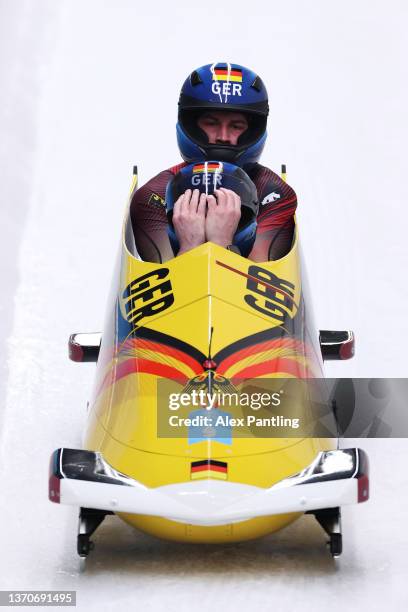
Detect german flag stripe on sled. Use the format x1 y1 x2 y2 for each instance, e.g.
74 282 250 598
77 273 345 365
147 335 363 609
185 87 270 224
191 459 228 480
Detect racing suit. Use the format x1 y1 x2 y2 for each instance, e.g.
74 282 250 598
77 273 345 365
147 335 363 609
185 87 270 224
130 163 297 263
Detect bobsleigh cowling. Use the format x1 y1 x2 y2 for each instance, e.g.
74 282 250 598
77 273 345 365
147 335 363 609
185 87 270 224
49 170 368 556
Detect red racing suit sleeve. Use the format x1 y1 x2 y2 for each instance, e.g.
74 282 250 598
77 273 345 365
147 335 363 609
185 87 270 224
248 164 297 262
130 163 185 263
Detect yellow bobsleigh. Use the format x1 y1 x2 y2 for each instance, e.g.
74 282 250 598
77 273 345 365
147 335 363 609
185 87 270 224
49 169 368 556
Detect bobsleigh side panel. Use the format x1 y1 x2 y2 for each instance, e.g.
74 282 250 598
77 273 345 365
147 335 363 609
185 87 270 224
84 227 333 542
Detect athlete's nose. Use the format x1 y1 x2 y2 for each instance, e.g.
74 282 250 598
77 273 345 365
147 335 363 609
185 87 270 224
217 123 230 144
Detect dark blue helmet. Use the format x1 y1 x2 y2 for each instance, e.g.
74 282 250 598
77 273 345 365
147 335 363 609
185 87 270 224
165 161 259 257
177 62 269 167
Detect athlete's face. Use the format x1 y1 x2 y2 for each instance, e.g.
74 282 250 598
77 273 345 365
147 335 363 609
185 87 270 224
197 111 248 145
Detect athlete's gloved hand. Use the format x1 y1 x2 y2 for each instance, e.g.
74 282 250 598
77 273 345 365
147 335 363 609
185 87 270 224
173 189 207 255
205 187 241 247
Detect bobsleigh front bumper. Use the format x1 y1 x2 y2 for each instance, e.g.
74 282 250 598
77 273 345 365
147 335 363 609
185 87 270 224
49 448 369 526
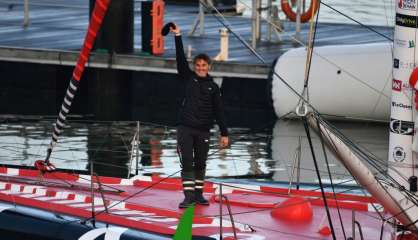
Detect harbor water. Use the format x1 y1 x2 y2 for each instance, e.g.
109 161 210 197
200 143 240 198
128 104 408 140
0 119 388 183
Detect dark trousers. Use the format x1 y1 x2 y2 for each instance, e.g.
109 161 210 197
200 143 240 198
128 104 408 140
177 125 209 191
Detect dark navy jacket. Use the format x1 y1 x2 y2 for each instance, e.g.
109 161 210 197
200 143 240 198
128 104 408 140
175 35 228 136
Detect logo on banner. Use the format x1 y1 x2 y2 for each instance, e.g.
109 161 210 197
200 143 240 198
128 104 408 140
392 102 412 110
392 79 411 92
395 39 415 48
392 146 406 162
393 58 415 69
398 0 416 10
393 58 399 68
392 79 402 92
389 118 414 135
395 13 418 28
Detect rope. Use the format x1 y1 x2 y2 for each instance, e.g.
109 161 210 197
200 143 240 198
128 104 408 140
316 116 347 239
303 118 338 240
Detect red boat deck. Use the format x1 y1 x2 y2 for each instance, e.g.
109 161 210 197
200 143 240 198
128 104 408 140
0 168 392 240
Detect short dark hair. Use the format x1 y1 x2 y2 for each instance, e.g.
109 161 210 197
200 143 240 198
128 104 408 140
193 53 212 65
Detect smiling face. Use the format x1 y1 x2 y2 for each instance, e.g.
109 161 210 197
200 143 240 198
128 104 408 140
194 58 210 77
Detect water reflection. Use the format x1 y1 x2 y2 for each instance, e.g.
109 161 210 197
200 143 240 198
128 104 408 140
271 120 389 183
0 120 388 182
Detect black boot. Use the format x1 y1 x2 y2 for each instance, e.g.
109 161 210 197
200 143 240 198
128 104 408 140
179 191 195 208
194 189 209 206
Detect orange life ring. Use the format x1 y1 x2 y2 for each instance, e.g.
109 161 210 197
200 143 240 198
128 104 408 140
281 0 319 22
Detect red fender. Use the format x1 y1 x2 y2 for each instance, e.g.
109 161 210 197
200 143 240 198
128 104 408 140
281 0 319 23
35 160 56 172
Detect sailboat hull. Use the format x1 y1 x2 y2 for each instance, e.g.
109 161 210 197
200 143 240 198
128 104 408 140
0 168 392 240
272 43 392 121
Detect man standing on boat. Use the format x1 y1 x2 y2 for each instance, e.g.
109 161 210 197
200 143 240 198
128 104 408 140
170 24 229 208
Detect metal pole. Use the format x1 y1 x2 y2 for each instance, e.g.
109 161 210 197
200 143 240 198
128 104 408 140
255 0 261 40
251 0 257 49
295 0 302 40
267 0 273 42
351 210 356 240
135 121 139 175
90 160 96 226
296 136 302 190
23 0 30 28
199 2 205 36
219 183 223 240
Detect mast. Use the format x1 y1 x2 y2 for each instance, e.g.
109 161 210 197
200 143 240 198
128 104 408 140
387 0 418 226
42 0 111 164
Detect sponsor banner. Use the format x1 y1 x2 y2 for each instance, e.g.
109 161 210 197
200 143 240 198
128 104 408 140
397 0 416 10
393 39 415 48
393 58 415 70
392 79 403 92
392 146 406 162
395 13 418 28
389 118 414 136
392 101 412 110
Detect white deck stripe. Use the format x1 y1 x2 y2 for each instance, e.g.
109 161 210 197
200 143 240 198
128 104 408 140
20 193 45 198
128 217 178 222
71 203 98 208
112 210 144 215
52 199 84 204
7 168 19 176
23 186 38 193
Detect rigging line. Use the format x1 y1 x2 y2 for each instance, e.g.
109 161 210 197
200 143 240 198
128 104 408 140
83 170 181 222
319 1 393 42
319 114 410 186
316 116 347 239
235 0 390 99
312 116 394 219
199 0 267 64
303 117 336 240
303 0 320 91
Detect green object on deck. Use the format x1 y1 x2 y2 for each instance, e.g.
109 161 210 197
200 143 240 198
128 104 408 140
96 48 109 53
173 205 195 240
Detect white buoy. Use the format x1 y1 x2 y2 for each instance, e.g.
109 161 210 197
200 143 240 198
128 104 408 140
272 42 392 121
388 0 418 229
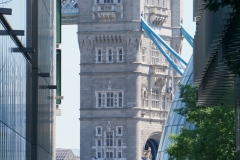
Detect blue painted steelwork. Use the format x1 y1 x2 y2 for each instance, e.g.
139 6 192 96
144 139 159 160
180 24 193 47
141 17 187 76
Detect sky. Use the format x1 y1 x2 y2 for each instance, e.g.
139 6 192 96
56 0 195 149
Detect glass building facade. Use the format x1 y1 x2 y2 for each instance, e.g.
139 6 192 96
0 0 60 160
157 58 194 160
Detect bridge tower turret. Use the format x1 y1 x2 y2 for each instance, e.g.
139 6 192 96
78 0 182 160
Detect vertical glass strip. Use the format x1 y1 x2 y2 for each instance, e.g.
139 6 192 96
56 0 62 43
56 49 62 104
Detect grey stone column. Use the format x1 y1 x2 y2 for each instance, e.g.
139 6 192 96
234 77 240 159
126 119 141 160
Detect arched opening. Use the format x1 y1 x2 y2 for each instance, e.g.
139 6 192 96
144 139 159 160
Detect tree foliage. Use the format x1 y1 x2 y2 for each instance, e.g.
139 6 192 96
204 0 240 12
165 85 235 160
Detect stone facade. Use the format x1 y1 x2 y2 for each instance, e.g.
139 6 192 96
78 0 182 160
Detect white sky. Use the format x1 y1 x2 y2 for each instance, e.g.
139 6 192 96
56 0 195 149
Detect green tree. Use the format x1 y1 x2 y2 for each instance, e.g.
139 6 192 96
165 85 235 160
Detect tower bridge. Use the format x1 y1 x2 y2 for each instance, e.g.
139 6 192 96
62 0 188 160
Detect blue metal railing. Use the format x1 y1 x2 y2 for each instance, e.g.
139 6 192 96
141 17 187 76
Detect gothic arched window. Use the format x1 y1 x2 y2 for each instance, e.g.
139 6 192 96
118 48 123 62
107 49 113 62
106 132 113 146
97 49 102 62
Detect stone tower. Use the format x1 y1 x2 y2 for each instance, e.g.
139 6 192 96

--*--

_Instructions to follow_: Turn every line of the rows above into a JSON list of strings, one string per line, with blank lines and the pictures left out.

_Task response_:
[
  "Detect german flag stripe on sled. Use the format x1 y1 x2 y2 for each instance, e.g.",
  "74 282 250 598",
  "77 273 345 365",
  "147 335 363 609",
  "185 87 270 224",
  "191 459 228 480",
  "Detect racing suit. Use the format x1 y1 x2 y2 for each instance, e.g.",
  "74 282 250 598",
  "77 273 345 365",
  "147 335 363 609",
  "185 87 270 224",
  "130 163 297 263",
  "Detect bobsleigh cowling. Use the format x1 y1 x2 y2 for each instance, e.g.",
  "74 282 250 598",
  "77 273 345 365",
  "147 335 363 609",
  "185 87 270 224",
  "49 170 368 556",
  "Detect red racing suit sleeve. Use the format x1 y1 x2 y2 for each instance, e.g.",
  "74 282 250 598",
  "77 273 345 365",
  "147 335 363 609",
  "185 87 270 224",
  "248 164 297 262",
  "130 163 185 263",
  "Detect yellow bobsleigh. Use the format x1 y1 x2 y2 for each instance, e.g.",
  "74 282 250 598",
  "77 273 345 365",
  "147 335 363 609",
  "185 87 270 224",
  "49 169 368 556",
  "Detect bobsleigh side panel. Use the format x1 y1 x2 y2 for each instance, e.g.",
  "74 282 250 598",
  "77 273 345 365",
  "147 335 363 609",
  "185 87 270 224",
  "84 227 333 542",
  "Detect athlete's nose. Use the format x1 y1 x2 y2 for each instance, e.g.",
  "74 282 250 598",
  "77 273 345 365",
  "147 335 363 609",
  "185 87 270 224",
  "217 123 230 144",
  "Detect dark blue helmet. Use the format x1 y1 x2 y2 for each instance, e.g.",
  "74 282 250 598",
  "77 273 345 365",
  "147 335 363 609",
  "185 87 270 224",
  "165 161 259 257",
  "177 62 269 167",
  "Detect athlete's face. Use the format x1 y1 x2 y2 for each instance, e.g.",
  "74 282 250 598",
  "77 273 345 365",
  "147 335 363 609",
  "185 87 270 224",
  "197 111 248 145",
  "Detect athlete's gloved hand. Use the format x1 y1 x2 y2 for each instance, e.g.",
  "74 282 250 598",
  "77 273 345 365",
  "147 335 363 609",
  "185 87 270 224",
  "173 189 207 255",
  "205 187 241 247",
  "Detect bobsleigh front bumper. Use the format x1 y1 x2 y2 for each instance, e.g.",
  "74 282 250 598",
  "77 273 345 365",
  "147 335 363 609",
  "185 87 270 224",
  "49 448 369 526",
  "Detect harbor water. Use the format x1 y1 x2 y2 for each instance, e.g.",
  "109 161 210 197",
  "200 143 240 198",
  "128 104 408 140",
  "0 119 388 183",
  "Detect dark trousers. Use the format x1 y1 x2 y2 for each instance, e.g.",
  "109 161 210 197",
  "200 143 240 198",
  "128 104 408 140",
  "177 125 209 191",
  "Detect dark navy jacket. Use the format x1 y1 x2 y2 for each instance, e.g.",
  "109 161 210 197",
  "200 143 240 198",
  "128 104 408 140",
  "175 35 228 136",
  "Detect logo on banner. Use the format x1 y1 x2 y2 for each instance, e.g.",
  "109 161 210 197",
  "200 143 240 198",
  "128 104 408 140",
  "392 102 412 110",
  "392 79 411 92",
  "395 39 415 48",
  "392 146 406 162",
  "393 58 415 69",
  "398 0 416 10",
  "393 58 399 68",
  "392 79 402 92",
  "389 118 414 135",
  "395 13 418 28",
  "Detect rope. Use the format x1 y1 x2 y2 for each instance, e.g.",
  "109 161 210 197",
  "200 143 240 198",
  "128 104 408 140",
  "316 116 347 239",
  "303 118 338 240",
  "Detect red boat deck. Use the format x1 y1 x2 y2 for each instance, e.g.",
  "109 161 210 197",
  "200 143 240 198",
  "128 104 408 140",
  "0 168 392 240",
  "Detect short dark hair. Use the format x1 y1 x2 y2 for each instance, e.g.",
  "109 161 210 197",
  "200 143 240 198",
  "128 104 408 140",
  "193 53 212 65",
  "Detect smiling face. Use the format x1 y1 x2 y2 for each instance, e.g.",
  "109 161 210 197",
  "200 143 240 198",
  "128 104 408 140",
  "194 58 210 77",
  "Detect water reflection. Use the format x1 y1 x2 y2 for each instance, e.g.",
  "109 161 210 197",
  "200 143 240 198",
  "128 104 408 140",
  "271 120 389 183",
  "0 120 388 182",
  "Detect black boot. Use the format x1 y1 x2 y2 for each instance, e.g.",
  "109 161 210 197",
  "200 143 240 198",
  "128 104 408 140",
  "179 191 195 208",
  "194 189 209 206",
  "Detect orange life ring. Use the format x1 y1 x2 y2 for each instance, e.g.",
  "109 161 210 197",
  "200 143 240 198",
  "128 104 408 140",
  "281 0 319 22",
  "Detect red fender. Use the format x1 y1 x2 y2 for each instance, e.g.",
  "109 161 210 197",
  "200 143 240 198",
  "128 104 408 140",
  "281 0 319 23",
  "35 160 56 172",
  "Detect sailboat hull. Use the format x1 y1 x2 y2 for each instance, e.g.",
  "109 161 210 197",
  "200 143 240 198",
  "128 104 408 140",
  "0 168 392 240",
  "272 43 392 121",
  "Detect man standing on boat. Use the format x1 y1 x2 y2 for each instance, e.g.",
  "109 161 210 197",
  "200 143 240 198",
  "128 104 408 140",
  "170 24 229 208",
  "Detect metal pole. Use the format x1 y1 x2 y2 for each instance, e.g.",
  "109 161 210 197",
  "200 143 240 198",
  "128 104 408 140",
  "255 0 261 40",
  "251 0 257 49",
  "295 0 302 40",
  "267 0 273 42",
  "351 210 356 240",
  "135 121 139 175",
  "90 160 96 226",
  "296 136 302 190",
  "23 0 30 28",
  "199 2 205 36",
  "219 183 223 240",
  "Detect mast. Use the format x1 y1 x2 y2 for each instance, e.g.",
  "109 161 210 197",
  "200 143 240 198",
  "128 104 408 140",
  "387 0 418 226",
  "42 0 111 164",
  "Detect sponsor banner. Use the format x1 y1 x2 y2 for each instance, e.g.",
  "109 161 210 197",
  "200 143 240 198",
  "128 104 408 140",
  "397 0 416 10",
  "393 39 415 48",
  "393 58 415 70",
  "392 79 403 92",
  "392 146 406 162",
  "395 13 418 28",
  "389 118 414 136",
  "392 101 412 110",
  "Detect white deck stripe. Use the format x1 y1 x2 y2 for each instance, e.g.",
  "109 161 210 197",
  "200 143 240 198",
  "128 104 408 140",
  "20 193 45 198",
  "128 217 178 222",
  "71 203 98 208",
  "112 210 144 215",
  "52 199 84 204",
  "7 168 19 176",
  "23 186 38 193",
  "Detect rigging line. Use the format x1 y1 x2 y2 for each instance, e.g.",
  "109 161 210 197",
  "200 143 240 198",
  "128 104 408 140",
  "83 170 181 222",
  "319 1 393 42",
  "319 114 410 186",
  "316 116 347 239",
  "235 0 390 99",
  "312 116 394 219",
  "199 0 267 64",
  "303 117 336 240",
  "303 0 320 91",
  "Detect green object on deck. Use the format x1 y1 x2 y2 for each instance, e.g.",
  "109 161 210 197",
  "200 143 240 198",
  "128 104 408 140",
  "96 48 109 53",
  "173 205 195 240",
  "Detect white buoy. Use the format x1 y1 x2 y2 for each instance, e.g.",
  "109 161 210 197",
  "200 143 240 198",
  "128 104 408 140",
  "272 42 392 121",
  "388 0 418 229",
  "Detect blue painted steelwork. Use the format x1 y1 x2 y2 for each instance, e.g.",
  "139 6 192 96",
  "144 139 159 160",
  "180 24 193 47",
  "141 17 187 76",
  "Detect sky. Use the format x1 y1 x2 y2 for each instance, e.g.",
  "139 6 192 96",
  "56 0 195 149",
  "Detect glass building facade. Use the format x1 y1 x2 y2 for each instance, e.g.",
  "139 6 192 96",
  "0 0 60 160",
  "157 58 194 160",
  "Detect bridge tower turret. Use the format x1 y1 x2 y2 for each instance, e.g.",
  "139 6 192 96",
  "78 0 182 160",
  "Detect vertical glass strip. Use the format x1 y1 x2 y2 for each instance, e.g.",
  "139 6 192 96",
  "56 0 62 43",
  "56 49 62 104",
  "Detect grey stone column. Use the format x1 y1 x2 y2 for each instance, e.g.",
  "139 6 192 96",
  "234 77 240 159",
  "126 119 141 160",
  "Detect arched opening. Use the format x1 y1 x2 y2 for each instance, e.g.",
  "139 6 192 96",
  "144 139 159 160",
  "Detect tree foliage. Use the format x1 y1 x2 y2 for each instance, e.g.",
  "139 6 192 96",
  "204 0 240 12",
  "165 85 235 160",
  "Detect stone facade. Use the format x1 y1 x2 y2 for each instance, e.g.",
  "139 6 192 96",
  "78 0 182 160",
  "Detect white sky. Use the format x1 y1 x2 y2 for each instance, e.g.",
  "139 6 192 96",
  "56 0 195 149",
  "Detect green tree. Use the format x1 y1 x2 y2 for each instance, e.g.",
  "139 6 192 96",
  "165 85 235 160",
  "Detect tower bridge. Use the format x1 y1 x2 y2 for each instance, e.g.",
  "139 6 192 96",
  "62 0 188 160",
  "Detect blue metal railing. Use the format x1 y1 x2 y2 for each instance, e.g.",
  "139 6 192 96",
  "141 17 187 76",
  "Detect gothic arched window. Use the format x1 y1 x2 y2 for each instance, e.g.",
  "139 6 192 96",
  "118 48 123 62",
  "107 49 113 62",
  "106 132 113 146",
  "97 49 102 62",
  "Detect stone tower. Use the format x1 y1 x2 y2 for each instance, e.g.",
  "139 6 192 96"
]